**Extrait proposé:**
----

Pape François, en recueillant les histoires de ce livre, j’ai été profondément touchée par la vie des personnes âgées. Vous aurez déjà écouté beaucoup d’histoires dans votre vie. Qu’est-ce qui vous a poussé à accepter ce projet et à écouter les histoires de vie des personnes âgées présentes dans ce livre ? Dans ce livre, beaucoup d’histoires parlent de personnes âgées qui vivent dans des situations de grandes pauvretés, des gens sans importance aux yeux du monde, de la société. Personne n’irait les écouter. Après avoir écouter des histoires de vie, sentez-vous que vous êtes touché, changé ? Aimez-vous écouter les histoires de vie ? Cela vous aide-t-il dans votre métier de pape ?

Réponse du Pape François

La dernière question : « Aimez-vous écouter les histoires de vie, cela vous aide-t-il dans votre métier de pape ? » Oui, et cela me plaît aussi. J’aime cela. Pendant les audiences, le mercredi, je commence à saluer les gens, je m’arrête là où il y a des enfants et des personnes âgées. Et j’ai tant d’expériences, tant d’expériences en écoutant les personnes âgées. Je vais vous en raconter une seule, qui concerne la famille.

Une fois, il y avait un couple qui fêtait ses soixante ans de mariage, mais ils étaient jeunes, parce qu’à cette époque on se mariait jeune. Aujourd’hui, pour que son fils se marie, la maman doit arrêter de lui repasser ses chemises, sinon il ne part pas de la maison ! Mais à cette époque, on se mariait jeune. Je leur ai posé cette question : « Cela valait-il la peine de faire ce chemin ? » et eux, qui me regardaient, se sont regardés et puis ils ont recommencé à me regarder et ils avaient les larmes aux yeux et ils m’ont répondu : « Nous sommes amoureux ! » Jamais, jamais je n’aurais imaginé une réponse aussi « moderne » de la part d’un couple qui fêtait ses soixante ans de mariage. Tu rencontres toujours des choses nouvelles, des choses nouvelles qui t’aident à aller de l’avant.

----

**Données fournies:**
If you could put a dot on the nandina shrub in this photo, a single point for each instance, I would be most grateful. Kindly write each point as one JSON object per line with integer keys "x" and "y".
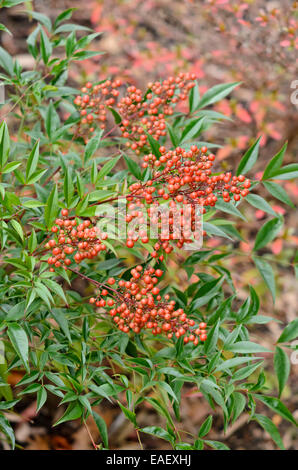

----

**Tâches:**
a – Dans le texte sur les histoires de vie des personnes âgées, reprenez le passage allant de « Réponse du Pape » à « concerne la famille. » en y changeant « audiences » en « rencontres publiques ».
b – Relevez toutes les questions adressées au pape François dans le paragraphe du texte sur les histoires de vie des personnes âgées qui commence par « Pape François, en recueillant ».
c – Dans le texte sur les histoires de vie des personnes âgées, résumez sous forme de liste le paragraphe qui commence par « Une fois, il y avait un couple », en gardant ses faits principaux.
Vous n'aurez pas besoin des lignes pour ce travail.

**Réponses par tâche:**
a –
Réponse du Pape François

La dernière question : « Aimez-vous écouter les histoires de vie, cela vous aide-t-il dans votre métier de pape ? » Oui, et cela me plaît aussi. J’aime cela. Pendant les rencontres publiques, le mercredi, je commence à saluer les gens, je m’arrête là où il y a des enfants et des personnes âgées. Et j’ai tant d’expériences, tant d’expériences en écoutant les personnes âgées. Je vais vous en raconter une seule, qui concerne la famille.

b –
- Qu’est-ce qui vous a poussé à accepter ce projet et à écouter les histoires de vie des personnes âgées présentes dans ce livre ?
- Après avoir écouter des histoires de vie, sentez-vous que vous êtes touché, changé ?
- Aimez-vous écouter les histoires de vie ?
- Cela vous aide-t-il dans votre métier de pape ?

c –
- Un couple fêtait ses soixante ans de mariage ; les deux époux s'étaient mariés jeunes, comme on le faisait à cette époque.
- Le pape leur a demandé si cela valait la peine de faire ce chemin.
- Les larmes aux yeux, ils ont répondu : « Nous sommes amoureux ! »
- Le pape n'aurait jamais imaginé une réponse aussi « moderne » de la part d'un tel couple.
- On rencontre toujours des choses nouvelles qui aident à aller de l'avant.